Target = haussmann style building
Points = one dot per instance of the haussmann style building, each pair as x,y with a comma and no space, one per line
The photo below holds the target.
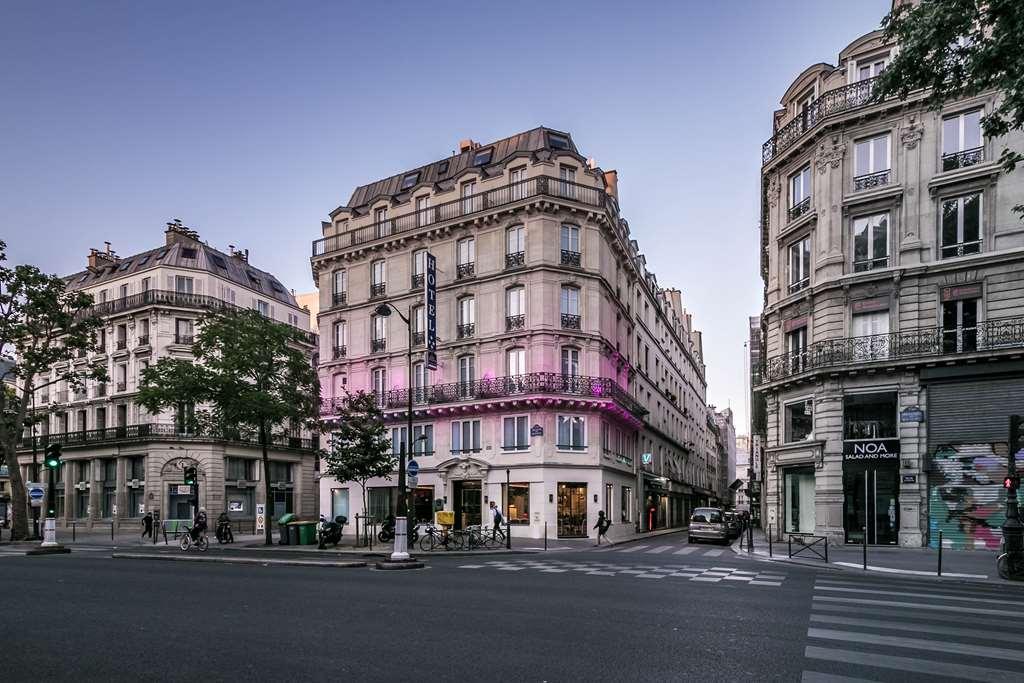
893,326
567,381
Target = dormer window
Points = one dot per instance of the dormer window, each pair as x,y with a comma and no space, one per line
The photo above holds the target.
482,157
410,179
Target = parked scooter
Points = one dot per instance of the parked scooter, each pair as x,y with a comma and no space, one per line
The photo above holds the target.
332,531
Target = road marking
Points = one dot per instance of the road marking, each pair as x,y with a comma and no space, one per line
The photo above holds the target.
990,634
945,669
914,643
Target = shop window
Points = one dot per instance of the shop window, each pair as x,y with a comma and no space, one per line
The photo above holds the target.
799,417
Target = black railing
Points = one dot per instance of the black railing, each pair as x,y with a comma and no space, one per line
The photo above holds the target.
987,336
963,159
840,99
163,432
869,180
459,208
799,209
500,387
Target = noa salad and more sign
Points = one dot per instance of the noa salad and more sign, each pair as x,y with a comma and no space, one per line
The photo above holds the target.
870,450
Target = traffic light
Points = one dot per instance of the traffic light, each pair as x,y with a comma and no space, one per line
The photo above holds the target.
52,460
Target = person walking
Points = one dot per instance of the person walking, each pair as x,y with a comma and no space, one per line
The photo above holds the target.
602,527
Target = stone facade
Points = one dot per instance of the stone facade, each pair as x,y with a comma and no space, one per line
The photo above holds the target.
893,266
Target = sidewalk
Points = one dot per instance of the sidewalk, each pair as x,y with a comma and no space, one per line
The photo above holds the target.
966,564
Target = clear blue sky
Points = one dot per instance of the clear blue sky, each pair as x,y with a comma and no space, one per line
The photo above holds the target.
251,121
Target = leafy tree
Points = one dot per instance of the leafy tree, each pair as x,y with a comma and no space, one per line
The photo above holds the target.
960,48
249,375
359,447
42,323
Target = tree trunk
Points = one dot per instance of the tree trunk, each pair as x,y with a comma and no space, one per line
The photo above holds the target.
266,485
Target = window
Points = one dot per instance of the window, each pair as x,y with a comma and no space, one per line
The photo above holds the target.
515,432
960,326
962,140
800,264
870,243
516,503
570,432
871,163
466,436
799,418
962,225
869,416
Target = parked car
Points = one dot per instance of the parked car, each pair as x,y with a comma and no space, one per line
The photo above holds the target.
708,524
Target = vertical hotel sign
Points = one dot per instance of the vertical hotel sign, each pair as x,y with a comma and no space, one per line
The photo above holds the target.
430,298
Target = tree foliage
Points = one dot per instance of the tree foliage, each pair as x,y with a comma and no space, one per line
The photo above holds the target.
250,376
359,446
957,49
43,326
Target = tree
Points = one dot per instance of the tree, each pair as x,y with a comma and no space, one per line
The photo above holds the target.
956,49
42,323
359,447
249,375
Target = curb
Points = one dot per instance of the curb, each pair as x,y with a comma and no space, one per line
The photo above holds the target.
231,560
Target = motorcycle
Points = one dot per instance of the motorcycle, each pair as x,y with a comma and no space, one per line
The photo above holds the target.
332,531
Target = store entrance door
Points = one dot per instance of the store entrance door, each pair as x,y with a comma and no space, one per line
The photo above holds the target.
871,504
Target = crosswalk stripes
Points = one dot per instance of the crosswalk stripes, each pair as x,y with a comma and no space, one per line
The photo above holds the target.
880,630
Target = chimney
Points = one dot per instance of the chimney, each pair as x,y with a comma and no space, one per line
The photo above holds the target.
611,183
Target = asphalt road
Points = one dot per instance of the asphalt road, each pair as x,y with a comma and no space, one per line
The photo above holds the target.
633,613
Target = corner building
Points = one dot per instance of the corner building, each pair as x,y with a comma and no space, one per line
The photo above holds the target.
567,381
893,326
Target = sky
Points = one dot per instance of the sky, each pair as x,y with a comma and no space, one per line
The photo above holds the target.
251,121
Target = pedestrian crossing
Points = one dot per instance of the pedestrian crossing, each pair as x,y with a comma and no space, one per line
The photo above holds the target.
892,631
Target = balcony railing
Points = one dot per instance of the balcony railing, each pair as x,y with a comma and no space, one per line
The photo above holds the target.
503,387
499,197
991,335
963,159
869,180
160,431
840,99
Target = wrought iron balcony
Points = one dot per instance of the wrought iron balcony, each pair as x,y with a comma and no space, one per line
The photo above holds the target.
800,209
963,159
515,259
838,100
504,387
869,180
159,431
464,207
994,335
570,258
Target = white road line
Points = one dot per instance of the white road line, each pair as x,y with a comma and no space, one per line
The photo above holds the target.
919,605
990,634
941,596
946,669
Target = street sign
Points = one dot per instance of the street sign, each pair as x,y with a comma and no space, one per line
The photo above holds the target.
430,298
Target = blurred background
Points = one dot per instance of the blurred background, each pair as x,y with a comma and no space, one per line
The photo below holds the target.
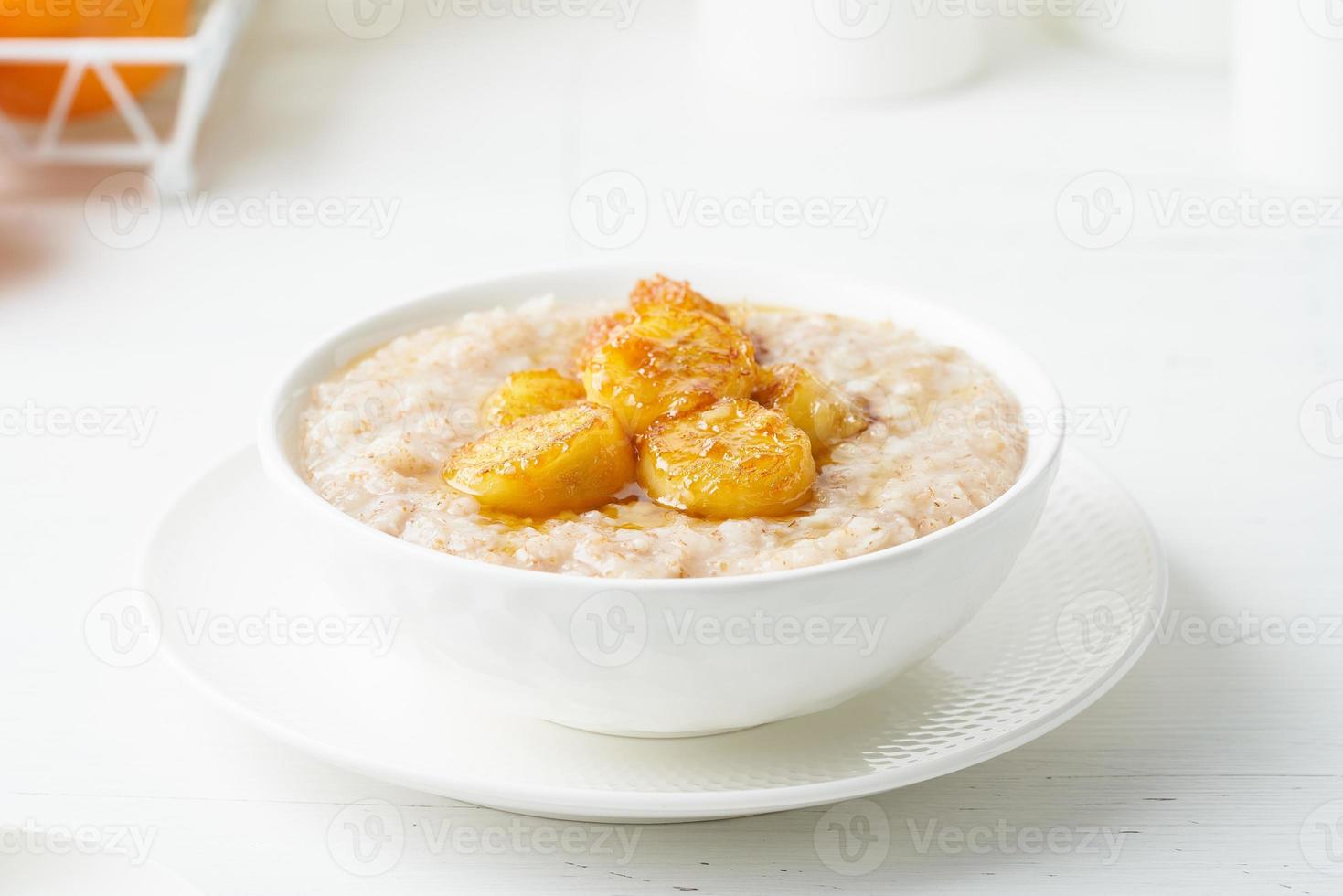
1146,194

JOB
Print the records above again word for word, starting at the line that contains "Target = blurred background" and going through the last line of the records. Leave out the pictures.

FULL OUTPUT
Target = blurred background
Points = one dot per instance of the blurred background, each pair as x,y with a comma and no space, one per line
The photo below holds the target.
1146,194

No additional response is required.